**Request**
Gather every line in the listing below that contains the word "bench" and copy each one in full.

* Start Rows *

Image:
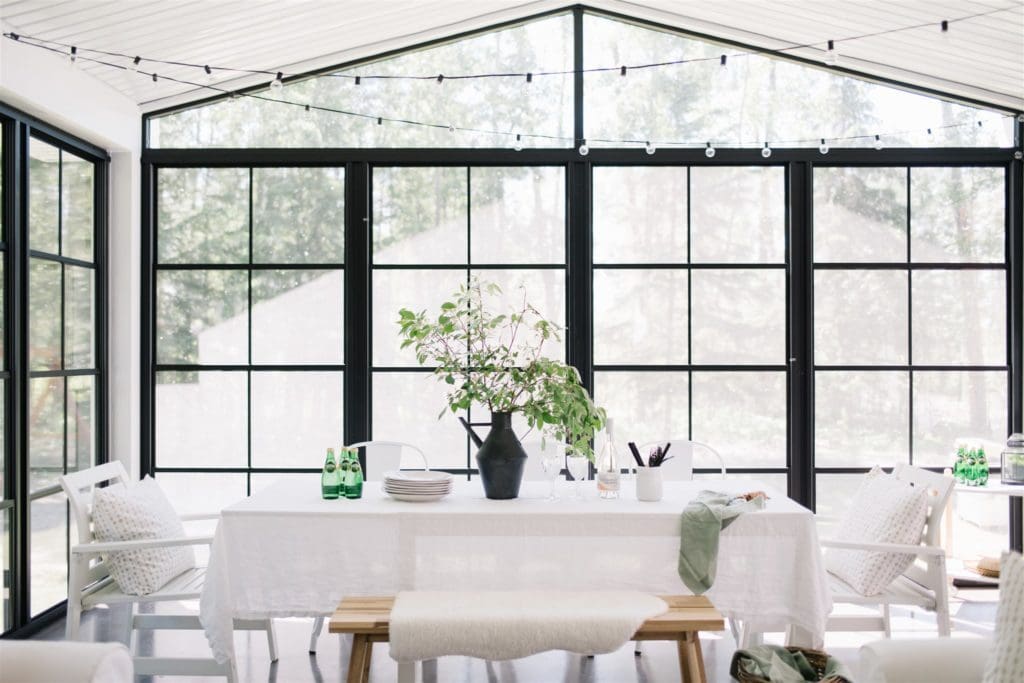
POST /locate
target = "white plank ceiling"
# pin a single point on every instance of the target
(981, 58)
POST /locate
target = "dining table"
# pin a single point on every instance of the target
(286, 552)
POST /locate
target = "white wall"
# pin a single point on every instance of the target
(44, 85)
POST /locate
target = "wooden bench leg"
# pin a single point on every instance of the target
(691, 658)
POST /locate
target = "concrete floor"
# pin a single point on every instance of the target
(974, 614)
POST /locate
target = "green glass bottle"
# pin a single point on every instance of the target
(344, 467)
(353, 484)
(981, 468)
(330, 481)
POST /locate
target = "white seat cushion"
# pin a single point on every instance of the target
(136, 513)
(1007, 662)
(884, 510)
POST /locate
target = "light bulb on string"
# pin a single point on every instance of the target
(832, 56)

* End Rows *
* Start Rows *

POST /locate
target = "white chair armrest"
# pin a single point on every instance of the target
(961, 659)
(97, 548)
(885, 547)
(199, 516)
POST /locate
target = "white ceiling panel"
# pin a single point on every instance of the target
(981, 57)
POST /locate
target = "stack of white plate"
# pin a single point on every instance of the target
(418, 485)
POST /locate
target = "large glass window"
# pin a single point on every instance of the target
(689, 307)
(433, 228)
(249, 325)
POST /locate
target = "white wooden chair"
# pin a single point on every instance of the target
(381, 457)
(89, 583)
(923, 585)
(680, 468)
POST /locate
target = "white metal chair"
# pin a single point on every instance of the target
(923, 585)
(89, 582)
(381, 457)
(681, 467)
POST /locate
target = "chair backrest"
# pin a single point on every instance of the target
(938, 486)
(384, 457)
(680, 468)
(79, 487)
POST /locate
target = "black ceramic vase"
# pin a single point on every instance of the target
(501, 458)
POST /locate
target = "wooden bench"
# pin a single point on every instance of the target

* End Rows *

**Worked answer**
target = "wooden bench leg"
target = "wooden bench"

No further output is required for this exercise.